## [SOURCE TEXT]
▼

Sure, you can emphasize the chest more, or de-emphasize it, by changing your posture, changing speed, strength, emphasis, etc... but at its core, the movement is still the same, generated the same way.

But I keep seeing people claiming that there is a chest/breast shimmy, and a shoulder shimmy that is somehow completely different. But I've yet to see someone demonstrate the difference to me, or point me to a specific video where a dancer is doing one, and then another video where a dancer is doing the other.

Can someone please refer me to a video that features this mythical breastless shoulder shimmy? (No male dancers please, that would be cheating!)

I get what you are saying. But... what Dunyah said. There is more than one technique and as such there is more than one type of upper body shimmy. One technique is where the execution is totally in the shoulders. Rapid, tiny, little alternations in the shoulders and your arms are well above waist level. Your rib cage does not twist/tilt or move. Your boobs may jostle a bit by the momentum in the shoulder but the 'shimmy' is in the shoulder, that's the focus. The other technique... you know, where the shoulders and the ribs both create the shimmy. If you look at any of my videos, during drum solo, I invariably do a shoulder shimmy and it's the one you are wanting to see.

▲

## [INFORMATION SHOWN]
▼

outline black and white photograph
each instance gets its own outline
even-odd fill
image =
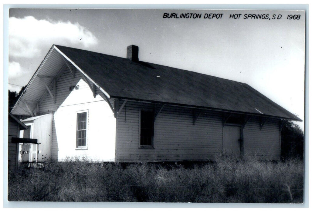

▲

## [SHORT PROBLEM A]
In the shimmy discussion, where are the arms held during the technique executed totally in the shoulders?
## [SHORT PROBLEM B]
List each factor the shimmy discussion names for emphasizing or de-emphasizing the chest.

## [TASK SOLUTION A]
Well above waist level.

## [TASK SOLUTION B]
- Posture
- Speed
- Strength
- Emphasis